--- begin Working data ---

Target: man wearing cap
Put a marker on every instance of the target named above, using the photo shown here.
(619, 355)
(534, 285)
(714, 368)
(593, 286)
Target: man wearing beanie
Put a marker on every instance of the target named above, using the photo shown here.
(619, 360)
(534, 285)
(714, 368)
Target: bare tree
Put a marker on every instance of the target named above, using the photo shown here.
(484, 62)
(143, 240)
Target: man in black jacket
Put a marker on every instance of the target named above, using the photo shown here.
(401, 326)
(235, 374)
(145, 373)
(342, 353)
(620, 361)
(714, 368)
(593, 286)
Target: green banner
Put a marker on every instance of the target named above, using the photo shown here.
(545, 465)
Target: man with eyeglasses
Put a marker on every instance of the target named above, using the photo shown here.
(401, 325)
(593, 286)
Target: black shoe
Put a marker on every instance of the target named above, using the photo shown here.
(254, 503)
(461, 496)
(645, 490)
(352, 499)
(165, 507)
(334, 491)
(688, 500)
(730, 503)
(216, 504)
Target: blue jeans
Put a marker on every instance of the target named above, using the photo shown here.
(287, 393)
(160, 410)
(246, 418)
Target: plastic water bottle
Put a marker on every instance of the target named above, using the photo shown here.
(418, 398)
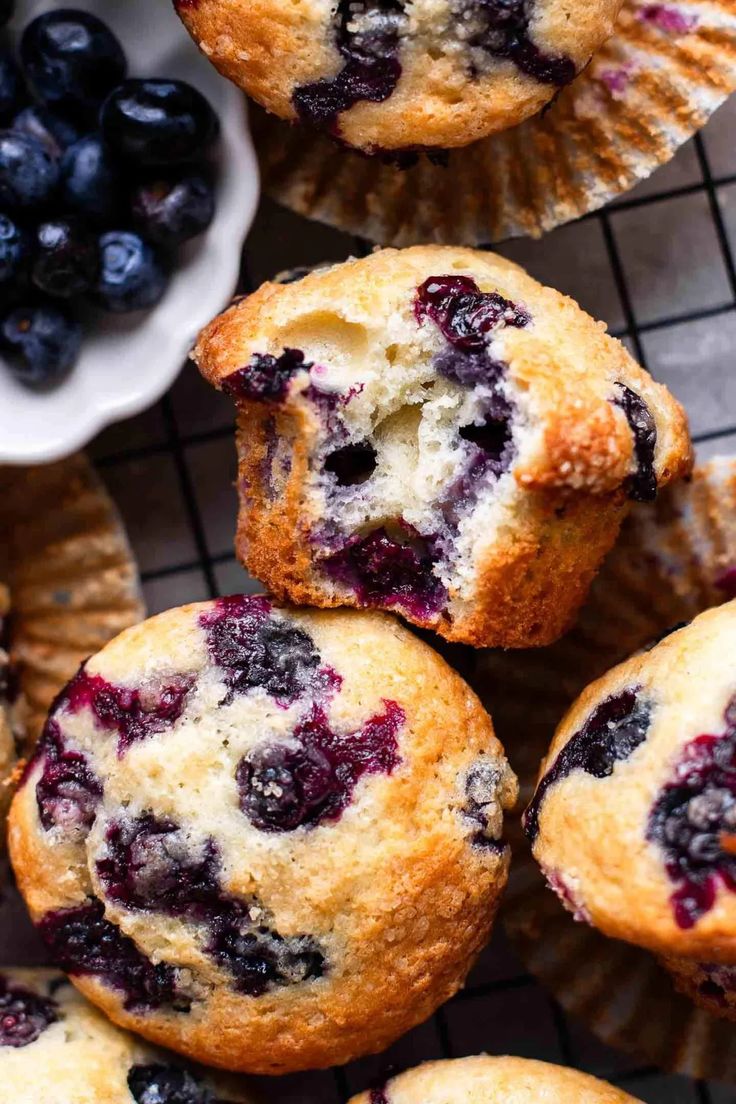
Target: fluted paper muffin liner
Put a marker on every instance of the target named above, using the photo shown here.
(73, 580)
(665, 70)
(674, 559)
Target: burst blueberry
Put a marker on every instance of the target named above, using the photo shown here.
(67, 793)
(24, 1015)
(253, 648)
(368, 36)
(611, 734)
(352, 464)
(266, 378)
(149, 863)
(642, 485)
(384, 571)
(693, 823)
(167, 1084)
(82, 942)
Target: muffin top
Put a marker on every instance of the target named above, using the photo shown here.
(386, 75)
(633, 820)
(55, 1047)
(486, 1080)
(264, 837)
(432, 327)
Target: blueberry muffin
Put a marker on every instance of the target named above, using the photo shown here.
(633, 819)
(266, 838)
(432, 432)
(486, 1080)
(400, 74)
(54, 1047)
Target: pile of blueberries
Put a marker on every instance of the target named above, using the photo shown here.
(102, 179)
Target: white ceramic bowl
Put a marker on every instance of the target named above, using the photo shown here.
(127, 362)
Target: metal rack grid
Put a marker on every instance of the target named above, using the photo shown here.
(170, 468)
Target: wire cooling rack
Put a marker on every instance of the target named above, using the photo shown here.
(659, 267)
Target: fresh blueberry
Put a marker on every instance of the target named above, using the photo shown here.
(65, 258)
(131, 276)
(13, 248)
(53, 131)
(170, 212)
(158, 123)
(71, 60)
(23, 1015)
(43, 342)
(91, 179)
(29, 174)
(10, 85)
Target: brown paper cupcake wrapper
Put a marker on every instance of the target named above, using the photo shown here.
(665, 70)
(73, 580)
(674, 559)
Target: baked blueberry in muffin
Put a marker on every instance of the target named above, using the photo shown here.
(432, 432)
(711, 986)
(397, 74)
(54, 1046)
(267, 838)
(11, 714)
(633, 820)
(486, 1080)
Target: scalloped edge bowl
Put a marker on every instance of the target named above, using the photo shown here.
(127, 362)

--- end Working data ---
--- begin Working data ---

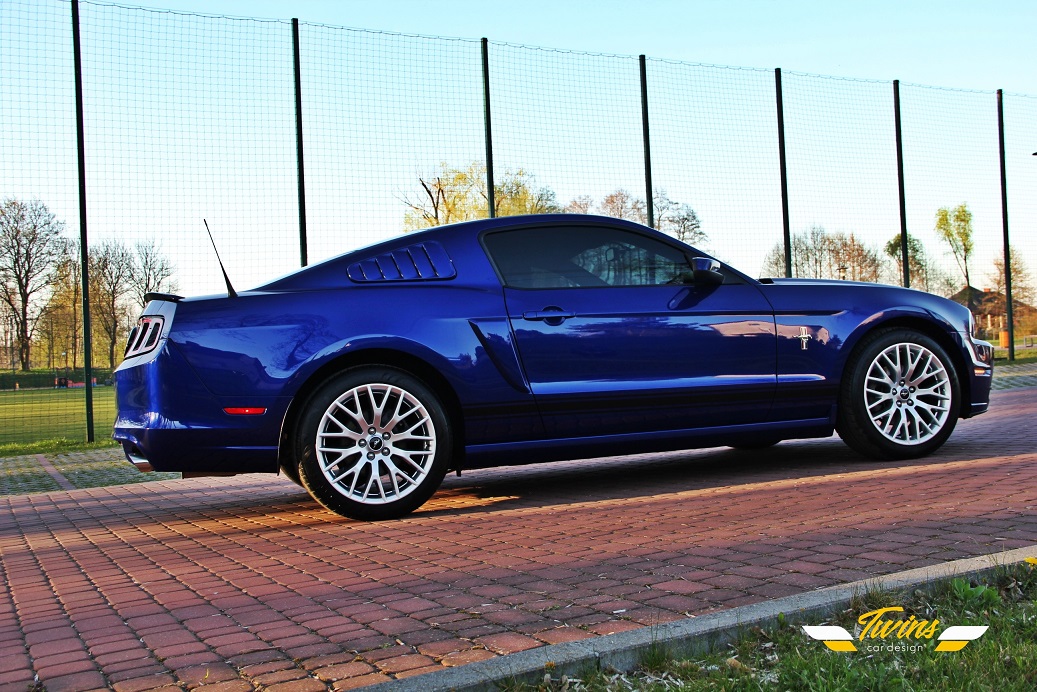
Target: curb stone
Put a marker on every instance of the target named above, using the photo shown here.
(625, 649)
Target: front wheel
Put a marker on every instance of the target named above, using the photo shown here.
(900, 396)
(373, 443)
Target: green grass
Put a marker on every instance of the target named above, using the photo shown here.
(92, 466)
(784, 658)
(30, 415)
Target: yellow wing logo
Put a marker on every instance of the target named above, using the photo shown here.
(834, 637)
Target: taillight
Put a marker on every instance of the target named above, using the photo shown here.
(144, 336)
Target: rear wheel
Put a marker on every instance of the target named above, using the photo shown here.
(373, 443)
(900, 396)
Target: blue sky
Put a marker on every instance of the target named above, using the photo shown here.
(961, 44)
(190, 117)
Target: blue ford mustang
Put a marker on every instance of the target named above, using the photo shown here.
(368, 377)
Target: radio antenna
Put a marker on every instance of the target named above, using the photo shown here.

--- end Working data ---

▶ [What this task involves] Return each line from the rows above that contains the string "green", copying every such line in full.

▶ [Result of the exercise]
Target: green banner
Target: green grass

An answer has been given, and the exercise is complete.